In this exercise, return the whole listing exactly, excluding any images.

--- Record extracts ---

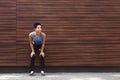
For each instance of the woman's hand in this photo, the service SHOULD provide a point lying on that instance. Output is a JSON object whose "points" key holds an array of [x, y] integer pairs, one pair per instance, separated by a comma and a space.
{"points": [[32, 53], [43, 54]]}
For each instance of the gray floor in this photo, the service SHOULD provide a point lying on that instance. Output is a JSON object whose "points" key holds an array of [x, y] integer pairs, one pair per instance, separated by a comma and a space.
{"points": [[62, 76]]}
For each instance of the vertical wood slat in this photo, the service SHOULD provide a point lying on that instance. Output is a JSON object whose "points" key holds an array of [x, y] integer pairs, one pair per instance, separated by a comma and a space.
{"points": [[79, 32], [7, 33]]}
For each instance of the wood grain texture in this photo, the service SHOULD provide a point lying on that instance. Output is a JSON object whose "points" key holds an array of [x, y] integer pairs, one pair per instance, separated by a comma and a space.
{"points": [[8, 33], [79, 32]]}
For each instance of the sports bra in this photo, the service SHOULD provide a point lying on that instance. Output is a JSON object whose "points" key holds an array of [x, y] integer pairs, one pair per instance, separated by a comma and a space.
{"points": [[35, 40]]}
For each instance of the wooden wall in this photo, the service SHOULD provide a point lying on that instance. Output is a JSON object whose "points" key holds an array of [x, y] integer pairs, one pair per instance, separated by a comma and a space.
{"points": [[79, 32]]}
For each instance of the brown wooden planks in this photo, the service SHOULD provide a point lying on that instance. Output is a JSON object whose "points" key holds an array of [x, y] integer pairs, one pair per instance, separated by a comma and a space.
{"points": [[79, 32]]}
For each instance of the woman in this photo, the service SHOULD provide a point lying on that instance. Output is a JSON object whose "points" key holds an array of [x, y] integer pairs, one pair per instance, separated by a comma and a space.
{"points": [[37, 43]]}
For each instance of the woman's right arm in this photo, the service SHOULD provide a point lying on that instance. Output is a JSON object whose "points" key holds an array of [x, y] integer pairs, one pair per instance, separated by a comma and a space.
{"points": [[31, 45]]}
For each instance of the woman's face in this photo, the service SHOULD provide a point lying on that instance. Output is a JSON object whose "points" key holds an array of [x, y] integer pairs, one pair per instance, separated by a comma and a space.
{"points": [[38, 28]]}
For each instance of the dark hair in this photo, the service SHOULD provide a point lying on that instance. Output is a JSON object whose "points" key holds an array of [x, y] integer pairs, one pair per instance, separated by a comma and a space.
{"points": [[36, 24]]}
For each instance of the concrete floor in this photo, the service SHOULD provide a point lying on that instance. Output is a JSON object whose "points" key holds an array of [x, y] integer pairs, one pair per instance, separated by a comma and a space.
{"points": [[62, 76]]}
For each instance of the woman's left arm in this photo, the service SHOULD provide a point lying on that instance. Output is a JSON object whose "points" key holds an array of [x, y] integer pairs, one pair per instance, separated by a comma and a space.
{"points": [[43, 44]]}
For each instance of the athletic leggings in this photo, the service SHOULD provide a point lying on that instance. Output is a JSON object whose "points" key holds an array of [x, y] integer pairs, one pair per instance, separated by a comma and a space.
{"points": [[42, 62]]}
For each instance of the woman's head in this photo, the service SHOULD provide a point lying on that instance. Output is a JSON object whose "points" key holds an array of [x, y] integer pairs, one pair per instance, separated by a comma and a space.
{"points": [[37, 27]]}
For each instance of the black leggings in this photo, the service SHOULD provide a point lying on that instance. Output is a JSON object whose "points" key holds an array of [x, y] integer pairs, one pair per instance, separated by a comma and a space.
{"points": [[42, 62]]}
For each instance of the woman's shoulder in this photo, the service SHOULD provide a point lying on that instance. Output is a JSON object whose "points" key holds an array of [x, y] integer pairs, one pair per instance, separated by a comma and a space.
{"points": [[43, 34], [32, 33]]}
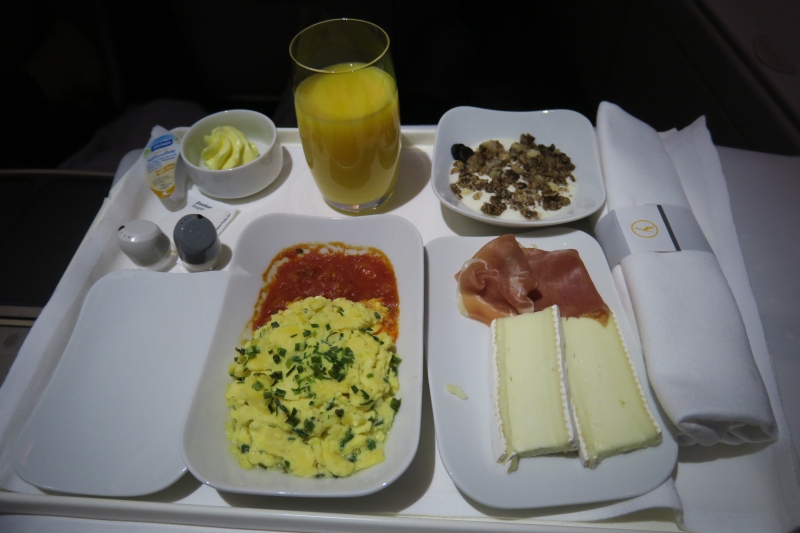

---

Problem solution:
For each instance of the woman's hand in this photo, the service SHOULD provide a point lying on that instance. Output is a JSON object whose "points" key holds an array of [x, y] integer pairs, one pair per instance, separated by a comma and a space.
{"points": [[32, 53], [43, 54]]}
For each instance of the gray floor in this photo, the service SHOULD provide a point lying on that instance. Output is a JSON object whose "points" key holds an array of [x, y] integer pairs, one pair per instance, separated by a comma and a space.
{"points": [[62, 76]]}
For each instance of the vertical wood slat in this photo, the service SHOULD provide a point lying on that instance. Output is a JSON object whose "points" key holds an array of [x, y] integer pairs, one pair per instance, separated by a comma and a space.
{"points": [[79, 32], [7, 33]]}
For each instance of the wood grain texture in this photo, the service SHOULD provide a point lying on that instance. Output is a JSON object whose "points" key holds an array of [x, y] integer pairs, one pair per instance, separated by a comma and a space.
{"points": [[8, 33], [79, 32]]}
For each instance of the sports bra in this photo, the service SHOULD provide a point lying on that instance. Output is a JSON object whose "points" key holds an array of [x, y] integer pairs, one pair per instance, separated by a comma and a space.
{"points": [[35, 40]]}
For each instance of the wooden wall in this photo, the service SHOULD provide a point lying on that instance. Output is a JSON object whose "points" key holds an array of [x, y] integer pairs, one pair per instance, separated by a comma and a space.
{"points": [[79, 32]]}
For each instance of the brown wooden planks in this photo, the service SHOULD provide a point lying on that instance. Output is a JSON object whose "points" key holds an array of [x, y] integer pairs, one pair per instance, separated by a comma and a space.
{"points": [[79, 32]]}
For each instance of the woman in this photo, the service SHOULD provide a point lying on that instance. Output is a JSON object whose "points" key holds an array of [x, y] integer pairs, one pair per instance, separated by a comma and a space.
{"points": [[37, 43]]}
For each instance of the woman's right arm in this photo, the service SHOULD provide a point lying on that instance. Output is a JSON object whose "points" key holds an array of [x, y] integer pairs, one pair per instance, separated by a comma and a space.
{"points": [[31, 45]]}
For each instance of the woman's face in this photo, the service SHOULD provide a point lying on that instance. Output is a JSON object whose "points" key holds an array of [x, y] integer pairs, one pair per instance, separated by a comma and a space.
{"points": [[38, 28]]}
For each instance of the dark hair in this photo, the service SHOULD provide a point lying on that instance. Output is a JSON object whose "points" key holds an array of [x, y] integer pairs, one pair per instance, separated by a comma and a space.
{"points": [[36, 24]]}
For each instance of the concrete floor in this photo, the service SHOULD provide a point lying on that instance. Output is a JSON object whose "points" key holds an array of [x, y] integer pairs, one pair per instance, separated by a comma and a space.
{"points": [[62, 76]]}
For each instance of the woman's left arm in this photo, the service SHOULD provide a point lying on that instance. Output is a JSON object whose "points" key holds an array of [x, y] integer pairs, one pair per instance, separated by a comma and a space.
{"points": [[43, 44]]}
For each instance of the athletic leggings in this photo, the service SHOULD provide a point lying on that instance. Output is a JSON object whose "points" key holds an array of [x, y] integer pairs, one pair per instance, separated by a comma and a space.
{"points": [[42, 62]]}
For each instance of the woman's head in this photo, the service SHOULD provide a point lying on that instance. Output is a JSON object whose "points" key holds an array of [x, y] integer pairs, one pair per instance, separated by a comma and a space.
{"points": [[37, 27]]}
For each instance of the black leggings in this photo, the service SHOULD provide a point lying on that instance. Output is a JSON object whose "points" key holds an array of [x, y] integer pairs, one pair per instance, separated by a comma and a space.
{"points": [[42, 62]]}
For each instance of the woman's shoulder in this photo, the service SHOULD provide a point lying on that instance. Output is a JSON object whose "points" key holds an array of [x, y] integer pairs, one pair per instance, separated by a comma and a space.
{"points": [[43, 34], [32, 33]]}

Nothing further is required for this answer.